Excerpts from point annotation data:

>>>>>

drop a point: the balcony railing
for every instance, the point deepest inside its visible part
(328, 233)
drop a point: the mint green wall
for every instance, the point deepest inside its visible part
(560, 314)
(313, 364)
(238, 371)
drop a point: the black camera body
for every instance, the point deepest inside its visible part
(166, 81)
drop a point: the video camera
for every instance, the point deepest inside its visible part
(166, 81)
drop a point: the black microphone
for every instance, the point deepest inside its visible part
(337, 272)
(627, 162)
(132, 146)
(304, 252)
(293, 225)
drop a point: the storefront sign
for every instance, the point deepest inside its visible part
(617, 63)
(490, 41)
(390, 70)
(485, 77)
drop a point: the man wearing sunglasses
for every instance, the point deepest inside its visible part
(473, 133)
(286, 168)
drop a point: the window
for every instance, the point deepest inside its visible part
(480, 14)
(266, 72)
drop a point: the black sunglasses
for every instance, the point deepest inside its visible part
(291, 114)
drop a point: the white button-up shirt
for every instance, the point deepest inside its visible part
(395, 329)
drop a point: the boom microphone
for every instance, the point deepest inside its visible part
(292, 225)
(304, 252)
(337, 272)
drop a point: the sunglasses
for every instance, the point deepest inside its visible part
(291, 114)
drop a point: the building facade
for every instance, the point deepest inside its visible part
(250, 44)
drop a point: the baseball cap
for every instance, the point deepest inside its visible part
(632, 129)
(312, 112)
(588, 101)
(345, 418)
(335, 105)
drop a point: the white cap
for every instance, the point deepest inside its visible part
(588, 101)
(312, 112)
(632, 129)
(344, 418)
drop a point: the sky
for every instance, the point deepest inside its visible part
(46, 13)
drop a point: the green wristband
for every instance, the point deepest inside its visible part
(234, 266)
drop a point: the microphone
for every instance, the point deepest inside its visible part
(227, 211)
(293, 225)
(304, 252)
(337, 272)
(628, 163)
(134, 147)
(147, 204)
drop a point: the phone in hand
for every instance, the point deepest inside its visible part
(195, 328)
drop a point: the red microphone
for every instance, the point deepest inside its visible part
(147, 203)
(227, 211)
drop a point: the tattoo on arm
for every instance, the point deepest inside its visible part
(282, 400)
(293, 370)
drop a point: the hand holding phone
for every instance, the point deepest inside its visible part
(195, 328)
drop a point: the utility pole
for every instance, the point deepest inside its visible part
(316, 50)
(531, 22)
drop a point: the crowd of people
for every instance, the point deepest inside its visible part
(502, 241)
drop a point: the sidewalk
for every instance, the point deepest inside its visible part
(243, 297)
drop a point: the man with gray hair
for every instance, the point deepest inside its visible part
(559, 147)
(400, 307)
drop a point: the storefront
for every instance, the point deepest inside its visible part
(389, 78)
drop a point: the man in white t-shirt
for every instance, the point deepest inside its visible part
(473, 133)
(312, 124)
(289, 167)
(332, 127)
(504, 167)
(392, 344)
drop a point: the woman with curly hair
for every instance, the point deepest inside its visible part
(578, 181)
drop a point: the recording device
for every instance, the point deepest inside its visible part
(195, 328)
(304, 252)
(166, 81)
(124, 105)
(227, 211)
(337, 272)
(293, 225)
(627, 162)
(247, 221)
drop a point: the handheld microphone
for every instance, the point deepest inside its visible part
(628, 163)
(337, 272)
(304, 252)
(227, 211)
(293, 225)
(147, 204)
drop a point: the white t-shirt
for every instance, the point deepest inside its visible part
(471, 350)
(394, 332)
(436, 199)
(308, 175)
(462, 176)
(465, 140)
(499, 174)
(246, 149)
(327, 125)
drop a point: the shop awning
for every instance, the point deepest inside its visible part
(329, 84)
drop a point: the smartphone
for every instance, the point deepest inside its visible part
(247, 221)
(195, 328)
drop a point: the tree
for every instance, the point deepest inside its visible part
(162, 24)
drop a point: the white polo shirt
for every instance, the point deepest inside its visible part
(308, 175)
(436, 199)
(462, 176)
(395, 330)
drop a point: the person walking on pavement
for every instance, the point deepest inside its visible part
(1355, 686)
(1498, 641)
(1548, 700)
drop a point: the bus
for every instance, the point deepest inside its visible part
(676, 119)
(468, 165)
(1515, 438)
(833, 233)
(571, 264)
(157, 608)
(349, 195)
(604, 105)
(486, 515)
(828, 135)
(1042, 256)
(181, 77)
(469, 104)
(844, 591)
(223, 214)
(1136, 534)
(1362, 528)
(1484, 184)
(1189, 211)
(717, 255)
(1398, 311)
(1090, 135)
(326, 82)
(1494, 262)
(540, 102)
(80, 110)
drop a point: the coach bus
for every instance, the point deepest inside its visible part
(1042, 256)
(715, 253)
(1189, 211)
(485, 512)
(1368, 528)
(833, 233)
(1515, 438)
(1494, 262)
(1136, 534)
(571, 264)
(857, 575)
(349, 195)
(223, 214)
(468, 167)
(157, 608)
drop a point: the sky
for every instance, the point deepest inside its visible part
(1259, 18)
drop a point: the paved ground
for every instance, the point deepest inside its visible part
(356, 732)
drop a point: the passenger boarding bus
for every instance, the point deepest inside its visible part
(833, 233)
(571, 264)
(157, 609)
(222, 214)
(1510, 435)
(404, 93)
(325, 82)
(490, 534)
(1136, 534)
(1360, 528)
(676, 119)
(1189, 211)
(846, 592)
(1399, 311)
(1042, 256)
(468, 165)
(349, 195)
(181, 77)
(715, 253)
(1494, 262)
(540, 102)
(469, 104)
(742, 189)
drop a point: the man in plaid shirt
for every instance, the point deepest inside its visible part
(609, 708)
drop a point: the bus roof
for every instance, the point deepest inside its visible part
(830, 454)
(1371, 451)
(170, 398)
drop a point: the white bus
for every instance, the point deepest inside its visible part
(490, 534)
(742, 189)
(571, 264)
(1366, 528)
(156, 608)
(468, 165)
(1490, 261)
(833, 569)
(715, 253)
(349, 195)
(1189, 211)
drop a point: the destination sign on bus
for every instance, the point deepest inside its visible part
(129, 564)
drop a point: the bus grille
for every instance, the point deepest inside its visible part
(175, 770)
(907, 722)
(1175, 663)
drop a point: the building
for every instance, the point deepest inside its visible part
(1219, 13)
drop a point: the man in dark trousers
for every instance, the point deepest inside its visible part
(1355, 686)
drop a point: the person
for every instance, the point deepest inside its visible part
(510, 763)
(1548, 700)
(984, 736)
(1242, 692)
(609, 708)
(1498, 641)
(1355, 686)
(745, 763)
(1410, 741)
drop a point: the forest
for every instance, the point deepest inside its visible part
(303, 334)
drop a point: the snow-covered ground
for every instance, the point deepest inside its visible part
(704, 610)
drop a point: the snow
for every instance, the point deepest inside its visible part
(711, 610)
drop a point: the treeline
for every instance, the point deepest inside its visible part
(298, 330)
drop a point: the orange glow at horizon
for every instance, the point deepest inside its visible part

<<<<<

Give the listing again, word for word.

Output for this exercise:
drop a point: the balcony railing
for every instance, the point deepest inside its visible part
(328, 233)
drop a point: the mint green wall
for every instance, the point deepest inside its visible part
(560, 314)
(313, 364)
(238, 371)
drop a point: the black camera body
for every instance, the point deepest inside its visible part
(166, 81)
drop a point: the video camera
for every instance, the point deepest inside its visible part
(166, 81)
drop a point: the black microphone
for every instance, the point deepest inside its visible part
(337, 272)
(627, 162)
(132, 146)
(304, 252)
(293, 225)
drop a point: the storefront sign
for every instance, the point deepest inside its visible part
(617, 63)
(490, 41)
(390, 70)
(485, 77)
drop a point: the man wearing sunglasses
for every instance, the point deepest inside its visible part
(473, 133)
(286, 168)
drop a point: the window
for every instance, the point deepest inside its visible part
(480, 14)
(266, 72)
drop a point: the black sunglasses
for every instance, the point deepest inside its visible part
(291, 114)
drop a point: the white button-up shirt
for every instance, the point deepest inside its visible part
(395, 329)
drop a point: the boom microphone
for every instance, the point deepest inside its visible part
(292, 225)
(304, 252)
(337, 272)
drop a point: the sunglasses
for every instance, the point deepest inside its visible part
(291, 114)
drop a point: the building facade
for every instance, the point deepest inside its visible part
(250, 44)
drop a point: the baseball cap
for every instance, the point deepest inside its visible part
(632, 129)
(312, 112)
(588, 101)
(345, 418)
(335, 105)
drop a point: the white cap
for every instance, the point deepest inside its visible part
(588, 101)
(312, 112)
(632, 129)
(344, 418)
drop a point: the sky
for every instance, the point deepest inside its visible part
(46, 13)
drop a point: the green wristband
for every instance, the point deepest inside its visible part
(234, 266)
drop a point: the microphone
for every instance, the point deepest inside its visible part
(227, 211)
(293, 225)
(304, 252)
(337, 272)
(628, 163)
(134, 147)
(147, 204)
drop a point: the phone in hand
for every instance, the point deepest inside its visible part
(195, 328)
drop a point: the red microphone
for every instance, the point deepest inside its visible part
(147, 203)
(227, 211)
drop a point: the tattoo on arm
for every instance, the point deepest inside its visible part
(282, 400)
(293, 370)
drop a point: the hand holding phone
for every instance, the point deepest inside its visible part
(195, 328)
drop a point: the utility pole
for every instance, the point deepest inside its visible part
(316, 50)
(531, 22)
drop a point: the crowd of people
for every instance, the point deepest inside its visible part
(502, 241)
drop a point: the sidewalk
for every instance, the point deepest inside its visible part
(243, 297)
drop a point: the man with gray hair
for every instance, the point deepest inside its visible part
(559, 147)
(400, 307)
drop a point: the storefront
for every instance, the point deepest inside its visible part
(389, 78)
drop a point: the man in white t-shirt
for every instance, the point deepest inside its visible part
(473, 133)
(312, 124)
(289, 167)
(332, 127)
(504, 167)
(392, 344)
drop a point: the woman with curly hair
for every instance, the point deepest inside its visible part
(578, 181)
drop a point: the recording device
for every instance, the point deepest inside its visible part
(195, 328)
(304, 252)
(166, 81)
(124, 105)
(227, 211)
(337, 272)
(293, 225)
(627, 162)
(247, 221)
drop a point: the handheld microphone
for every instance, the point deepest inside its visible part
(628, 163)
(337, 272)
(304, 252)
(227, 211)
(293, 225)
(147, 204)
drop a point: the white t-shirt
for every instance, the point deepest inside its visible part
(471, 350)
(394, 332)
(436, 199)
(308, 175)
(462, 176)
(465, 140)
(499, 174)
(246, 149)
(327, 125)
drop a point: the shop awning
for every instance, the point deepest inside its visible part
(329, 84)
drop a point: the smartphone
for every instance, the point deepest inside its visible part
(247, 221)
(195, 328)
drop a point: the tree
for every instance, the point deepest inside its visible part
(162, 24)
drop a point: the white polo shirt
for every instance, the point deepest inside its visible part
(308, 175)
(436, 199)
(462, 176)
(395, 330)
drop a point: the person walking on pavement
for every instance, the point deepest inside its visible part
(1355, 686)
(1498, 641)
(1548, 700)
drop a point: the bus
for every instance, the point deepest inside its visible part
(676, 119)
(468, 165)
(1515, 438)
(833, 233)
(571, 264)
(157, 608)
(349, 195)
(604, 105)
(486, 515)
(828, 135)
(1042, 256)
(181, 77)
(469, 104)
(844, 591)
(223, 214)
(1136, 534)
(1362, 528)
(1484, 184)
(1189, 211)
(717, 255)
(1398, 311)
(1090, 135)
(326, 82)
(1494, 262)
(540, 102)
(80, 110)
drop a point: the coach bus
for every instance, the point deepest inside its visible part
(1042, 256)
(715, 253)
(1189, 211)
(485, 512)
(1368, 528)
(833, 233)
(1515, 438)
(1494, 262)
(1136, 534)
(571, 264)
(857, 575)
(349, 195)
(223, 214)
(468, 167)
(157, 608)
drop a point: the sky
for every instance, the point deepest inside its visible part
(1259, 18)
drop a point: the paved ground
for every instance, the point deepest inside its visible part
(356, 732)
drop a point: the passenger boarding bus
for every instance, the point deepest inside its visible part
(833, 233)
(571, 264)
(157, 609)
(222, 214)
(1510, 435)
(404, 93)
(325, 82)
(490, 534)
(1136, 534)
(1360, 528)
(676, 119)
(1189, 211)
(846, 592)
(1399, 311)
(1042, 256)
(468, 165)
(349, 195)
(181, 77)
(715, 253)
(1494, 262)
(540, 102)
(469, 104)
(742, 189)
drop a point: the man in plaid shirt
for every instance, the point deepest inside its visible part
(609, 708)
drop a point: the bus roof
for every instance, the point deepest inside its visible part
(830, 454)
(1371, 451)
(170, 398)
drop a point: the white bus
for every instance, the point deepest inside its visible part
(490, 534)
(742, 189)
(571, 264)
(1366, 528)
(156, 608)
(468, 165)
(1490, 261)
(833, 569)
(715, 253)
(349, 195)
(1189, 211)
drop a point: the destination sign on bus
for every instance, the point deepest inside its visible part
(129, 564)
drop a point: the bus grille
for every instance, the point deepest inside its visible part
(175, 770)
(907, 722)
(1175, 663)
drop a point: the building
for every instance, the point deepest inside its visible part
(1219, 13)
drop a point: the man in dark trousers
for every instance, the point deepest inside its visible part
(1355, 686)
drop a point: the person
for every instance, the point deepest inside its visible part
(510, 763)
(1548, 700)
(984, 736)
(1242, 692)
(609, 708)
(1498, 641)
(1355, 686)
(745, 763)
(1410, 741)
drop a point: the forest
for every instance, the point deepest inside its visible part
(303, 334)
drop a point: the snow-covered ground
for every instance, the point deepest inside its visible part
(704, 610)
drop a point: the snow
for every instance, the point deepest inside its visible part
(711, 610)
drop a point: the treeline
for every instance, the point deepest inside its visible part
(298, 330)
drop a point: the orange glow at horizon
for every instance, the point deepest inside its visible part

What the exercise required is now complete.